= Problem to solve =
Please count how many lines below contain the word "pale" and give nothing but that figure.

[Data entries]
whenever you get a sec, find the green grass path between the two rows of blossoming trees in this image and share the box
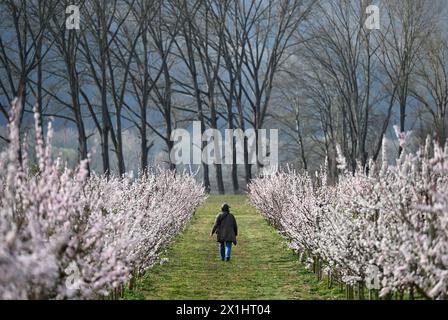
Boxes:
[125,195,344,299]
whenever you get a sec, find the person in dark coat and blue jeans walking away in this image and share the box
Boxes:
[210,203,238,261]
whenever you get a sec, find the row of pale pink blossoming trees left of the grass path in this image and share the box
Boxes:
[0,99,206,299]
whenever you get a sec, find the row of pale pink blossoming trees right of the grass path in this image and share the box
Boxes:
[249,134,448,299]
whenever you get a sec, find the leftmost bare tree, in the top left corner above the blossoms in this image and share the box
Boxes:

= Task solution =
2